Data:
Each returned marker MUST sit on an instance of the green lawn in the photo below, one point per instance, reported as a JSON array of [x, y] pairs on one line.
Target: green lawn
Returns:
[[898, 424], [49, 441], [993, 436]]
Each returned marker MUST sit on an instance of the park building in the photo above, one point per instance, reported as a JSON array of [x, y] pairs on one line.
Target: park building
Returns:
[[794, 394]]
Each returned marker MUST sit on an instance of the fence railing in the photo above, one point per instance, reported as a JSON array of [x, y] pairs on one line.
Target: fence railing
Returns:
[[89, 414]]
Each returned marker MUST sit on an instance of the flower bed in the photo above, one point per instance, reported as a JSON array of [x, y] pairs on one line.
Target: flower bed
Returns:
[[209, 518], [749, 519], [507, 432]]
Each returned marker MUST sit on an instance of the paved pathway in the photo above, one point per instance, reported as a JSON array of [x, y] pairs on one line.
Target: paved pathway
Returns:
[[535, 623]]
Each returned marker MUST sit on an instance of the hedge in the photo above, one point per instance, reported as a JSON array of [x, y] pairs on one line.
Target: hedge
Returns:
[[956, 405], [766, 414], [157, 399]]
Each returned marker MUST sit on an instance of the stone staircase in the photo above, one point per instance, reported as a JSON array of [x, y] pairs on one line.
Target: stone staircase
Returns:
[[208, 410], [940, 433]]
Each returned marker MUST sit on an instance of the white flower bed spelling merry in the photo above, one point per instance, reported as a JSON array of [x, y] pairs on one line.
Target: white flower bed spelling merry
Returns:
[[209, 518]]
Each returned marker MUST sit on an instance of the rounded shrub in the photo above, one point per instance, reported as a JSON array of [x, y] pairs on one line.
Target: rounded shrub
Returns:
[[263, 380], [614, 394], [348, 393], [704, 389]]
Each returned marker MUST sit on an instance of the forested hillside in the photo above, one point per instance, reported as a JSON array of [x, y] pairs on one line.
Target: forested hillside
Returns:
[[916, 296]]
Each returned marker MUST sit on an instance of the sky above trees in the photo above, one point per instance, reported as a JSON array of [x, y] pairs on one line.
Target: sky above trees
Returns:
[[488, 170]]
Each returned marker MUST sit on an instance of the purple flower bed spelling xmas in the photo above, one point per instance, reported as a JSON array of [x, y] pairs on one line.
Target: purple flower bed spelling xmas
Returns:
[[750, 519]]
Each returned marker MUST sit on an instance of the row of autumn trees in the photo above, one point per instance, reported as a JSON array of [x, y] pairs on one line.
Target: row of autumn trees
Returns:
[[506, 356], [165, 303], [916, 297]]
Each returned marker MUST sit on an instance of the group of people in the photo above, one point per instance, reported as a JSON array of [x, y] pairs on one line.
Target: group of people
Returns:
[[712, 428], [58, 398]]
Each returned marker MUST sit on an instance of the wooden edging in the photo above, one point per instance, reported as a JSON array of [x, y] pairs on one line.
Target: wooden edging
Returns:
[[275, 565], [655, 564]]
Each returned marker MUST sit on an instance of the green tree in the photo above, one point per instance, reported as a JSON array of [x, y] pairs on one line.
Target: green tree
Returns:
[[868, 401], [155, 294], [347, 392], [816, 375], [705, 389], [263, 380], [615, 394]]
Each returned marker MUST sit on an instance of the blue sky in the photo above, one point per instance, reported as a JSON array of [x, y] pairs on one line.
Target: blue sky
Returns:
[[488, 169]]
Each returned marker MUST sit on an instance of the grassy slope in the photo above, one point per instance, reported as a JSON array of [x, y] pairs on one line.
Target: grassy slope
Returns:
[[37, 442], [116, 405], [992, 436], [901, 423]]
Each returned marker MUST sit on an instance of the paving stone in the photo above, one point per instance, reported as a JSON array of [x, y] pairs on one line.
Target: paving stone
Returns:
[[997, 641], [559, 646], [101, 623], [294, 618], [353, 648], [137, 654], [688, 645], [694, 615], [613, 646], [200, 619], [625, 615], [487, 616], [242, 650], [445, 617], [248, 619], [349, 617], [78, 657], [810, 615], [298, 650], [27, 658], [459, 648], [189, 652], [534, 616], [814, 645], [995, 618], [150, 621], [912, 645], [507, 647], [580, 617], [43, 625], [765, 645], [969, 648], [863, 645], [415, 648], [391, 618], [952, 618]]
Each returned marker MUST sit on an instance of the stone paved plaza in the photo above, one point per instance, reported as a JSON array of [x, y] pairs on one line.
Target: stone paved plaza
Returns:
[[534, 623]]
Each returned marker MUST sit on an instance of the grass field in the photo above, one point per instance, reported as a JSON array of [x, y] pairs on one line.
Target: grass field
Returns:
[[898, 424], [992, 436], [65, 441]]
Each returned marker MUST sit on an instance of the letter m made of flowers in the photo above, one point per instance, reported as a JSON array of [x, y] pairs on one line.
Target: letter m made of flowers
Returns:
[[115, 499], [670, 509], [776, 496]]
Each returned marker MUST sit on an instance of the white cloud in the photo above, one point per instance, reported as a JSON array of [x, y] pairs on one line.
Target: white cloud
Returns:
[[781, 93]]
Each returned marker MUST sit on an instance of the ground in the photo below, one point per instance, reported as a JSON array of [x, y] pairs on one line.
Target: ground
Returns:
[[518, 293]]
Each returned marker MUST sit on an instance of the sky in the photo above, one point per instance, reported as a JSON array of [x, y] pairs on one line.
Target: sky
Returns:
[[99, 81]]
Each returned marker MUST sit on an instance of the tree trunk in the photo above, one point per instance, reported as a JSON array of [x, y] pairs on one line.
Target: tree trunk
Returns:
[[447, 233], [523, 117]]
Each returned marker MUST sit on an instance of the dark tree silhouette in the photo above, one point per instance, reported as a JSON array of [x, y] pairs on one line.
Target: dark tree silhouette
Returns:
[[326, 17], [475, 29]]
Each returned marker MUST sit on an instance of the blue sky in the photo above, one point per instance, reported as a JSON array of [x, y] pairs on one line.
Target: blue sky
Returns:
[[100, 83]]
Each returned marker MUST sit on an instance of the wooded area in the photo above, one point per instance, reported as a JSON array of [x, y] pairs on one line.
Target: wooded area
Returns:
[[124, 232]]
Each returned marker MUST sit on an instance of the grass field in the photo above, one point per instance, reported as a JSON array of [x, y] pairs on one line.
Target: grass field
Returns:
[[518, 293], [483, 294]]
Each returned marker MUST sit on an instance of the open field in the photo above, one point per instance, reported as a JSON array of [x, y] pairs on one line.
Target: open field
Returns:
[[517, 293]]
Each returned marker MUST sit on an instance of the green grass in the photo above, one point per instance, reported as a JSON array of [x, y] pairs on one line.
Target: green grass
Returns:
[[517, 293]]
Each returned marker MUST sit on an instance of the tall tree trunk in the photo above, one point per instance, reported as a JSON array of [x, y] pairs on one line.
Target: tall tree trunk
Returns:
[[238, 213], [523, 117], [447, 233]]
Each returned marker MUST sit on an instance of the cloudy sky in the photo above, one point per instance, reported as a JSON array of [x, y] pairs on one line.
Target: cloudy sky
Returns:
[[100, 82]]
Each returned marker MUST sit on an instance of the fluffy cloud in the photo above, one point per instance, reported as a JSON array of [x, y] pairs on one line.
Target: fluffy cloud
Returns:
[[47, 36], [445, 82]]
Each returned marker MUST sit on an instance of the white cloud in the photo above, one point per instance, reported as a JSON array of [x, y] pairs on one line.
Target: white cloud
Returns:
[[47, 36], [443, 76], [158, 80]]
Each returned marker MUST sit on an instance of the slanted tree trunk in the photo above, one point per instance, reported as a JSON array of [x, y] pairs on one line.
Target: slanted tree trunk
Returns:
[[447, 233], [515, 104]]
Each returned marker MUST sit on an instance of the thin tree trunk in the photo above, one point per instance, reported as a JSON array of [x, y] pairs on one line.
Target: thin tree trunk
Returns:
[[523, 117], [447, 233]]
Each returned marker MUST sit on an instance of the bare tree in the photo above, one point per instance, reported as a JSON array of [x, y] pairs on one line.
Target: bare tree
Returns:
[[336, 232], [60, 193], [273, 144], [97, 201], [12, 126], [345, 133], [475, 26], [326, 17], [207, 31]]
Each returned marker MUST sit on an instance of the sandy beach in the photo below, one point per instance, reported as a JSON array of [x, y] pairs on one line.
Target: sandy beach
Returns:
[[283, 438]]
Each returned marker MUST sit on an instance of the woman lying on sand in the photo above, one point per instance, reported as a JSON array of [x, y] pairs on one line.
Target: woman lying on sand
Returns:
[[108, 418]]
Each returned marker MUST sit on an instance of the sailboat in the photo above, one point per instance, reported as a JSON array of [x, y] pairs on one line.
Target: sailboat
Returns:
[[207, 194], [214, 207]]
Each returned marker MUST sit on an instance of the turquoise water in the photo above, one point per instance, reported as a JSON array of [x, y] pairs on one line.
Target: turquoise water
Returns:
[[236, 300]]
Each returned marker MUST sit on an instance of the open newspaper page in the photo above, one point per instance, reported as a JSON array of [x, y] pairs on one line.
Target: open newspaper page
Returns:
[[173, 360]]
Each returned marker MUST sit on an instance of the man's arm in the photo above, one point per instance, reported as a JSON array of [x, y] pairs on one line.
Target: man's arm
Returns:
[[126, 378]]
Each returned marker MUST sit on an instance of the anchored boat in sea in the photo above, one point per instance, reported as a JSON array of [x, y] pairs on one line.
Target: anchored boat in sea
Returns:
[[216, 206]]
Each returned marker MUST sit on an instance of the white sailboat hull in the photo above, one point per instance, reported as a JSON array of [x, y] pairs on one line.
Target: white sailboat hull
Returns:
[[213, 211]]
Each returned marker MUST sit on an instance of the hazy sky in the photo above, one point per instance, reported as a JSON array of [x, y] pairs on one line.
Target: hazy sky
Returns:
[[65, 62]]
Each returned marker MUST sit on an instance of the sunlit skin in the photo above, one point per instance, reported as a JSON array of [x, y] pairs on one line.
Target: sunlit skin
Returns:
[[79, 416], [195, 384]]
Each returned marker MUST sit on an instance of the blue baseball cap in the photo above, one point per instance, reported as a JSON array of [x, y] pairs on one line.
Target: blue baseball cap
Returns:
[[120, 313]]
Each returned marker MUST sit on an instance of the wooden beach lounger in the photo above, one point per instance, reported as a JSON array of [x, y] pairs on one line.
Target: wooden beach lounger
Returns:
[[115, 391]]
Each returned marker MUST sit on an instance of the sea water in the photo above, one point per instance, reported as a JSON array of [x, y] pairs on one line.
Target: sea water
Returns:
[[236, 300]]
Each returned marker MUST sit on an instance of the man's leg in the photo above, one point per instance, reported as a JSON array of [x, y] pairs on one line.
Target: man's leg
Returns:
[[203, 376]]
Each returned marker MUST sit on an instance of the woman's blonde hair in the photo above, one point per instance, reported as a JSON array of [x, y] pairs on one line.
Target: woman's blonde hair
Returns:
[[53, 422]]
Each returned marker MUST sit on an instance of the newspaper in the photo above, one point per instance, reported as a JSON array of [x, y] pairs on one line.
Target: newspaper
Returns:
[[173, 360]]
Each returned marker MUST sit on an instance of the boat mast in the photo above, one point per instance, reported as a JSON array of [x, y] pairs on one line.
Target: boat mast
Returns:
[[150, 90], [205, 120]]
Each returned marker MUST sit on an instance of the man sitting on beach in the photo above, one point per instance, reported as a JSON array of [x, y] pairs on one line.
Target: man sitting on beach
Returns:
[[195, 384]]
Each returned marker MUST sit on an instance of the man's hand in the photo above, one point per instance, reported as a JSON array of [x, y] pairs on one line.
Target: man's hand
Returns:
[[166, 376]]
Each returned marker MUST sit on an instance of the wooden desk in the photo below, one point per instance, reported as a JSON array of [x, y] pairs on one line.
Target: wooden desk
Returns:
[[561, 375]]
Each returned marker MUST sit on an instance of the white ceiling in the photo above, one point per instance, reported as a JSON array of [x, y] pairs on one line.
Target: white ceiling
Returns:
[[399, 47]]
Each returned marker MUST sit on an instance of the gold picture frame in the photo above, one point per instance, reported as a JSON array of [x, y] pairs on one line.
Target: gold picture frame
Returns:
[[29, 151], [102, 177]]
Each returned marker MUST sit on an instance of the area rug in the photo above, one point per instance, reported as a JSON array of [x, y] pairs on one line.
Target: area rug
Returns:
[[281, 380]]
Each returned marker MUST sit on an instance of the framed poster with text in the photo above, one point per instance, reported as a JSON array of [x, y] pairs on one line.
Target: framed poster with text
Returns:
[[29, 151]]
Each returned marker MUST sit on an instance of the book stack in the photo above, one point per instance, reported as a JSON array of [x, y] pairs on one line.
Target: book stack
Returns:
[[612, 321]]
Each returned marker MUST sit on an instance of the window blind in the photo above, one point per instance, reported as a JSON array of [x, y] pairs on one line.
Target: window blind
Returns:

What needs to be done: Can you render the stretch of material from its very start through the line containing "[[209, 518], [749, 519], [507, 432]]", that line included, as a JSON list of strings with one string per line and blank lines left out?

Worked answer:
[
  "Each returned marker MUST sit on an instance of the green lawn in the photo below, one point per instance, reported as a JSON array of [x, y] pairs on one line.",
  "Target: green lawn",
  "Returns:",
  "[[898, 424], [49, 441], [993, 436]]",
  "Each returned marker MUST sit on an instance of the park building in the photo above, one point per instance, reported as a JSON array of [x, y] pairs on one line.",
  "Target: park building",
  "Returns:",
  "[[794, 394]]",
  "Each returned marker MUST sit on an instance of the fence railing in the photo above, one point per instance, reported as a JSON array of [x, y] pairs on one line.",
  "Target: fence railing",
  "Returns:",
  "[[89, 414]]",
  "Each returned marker MUST sit on an instance of the flower bed in the photo above, one point per instance, reported as a JSON array of [x, y] pairs on one line.",
  "Target: flower bed",
  "Returns:",
  "[[209, 518], [749, 519], [507, 432]]"
]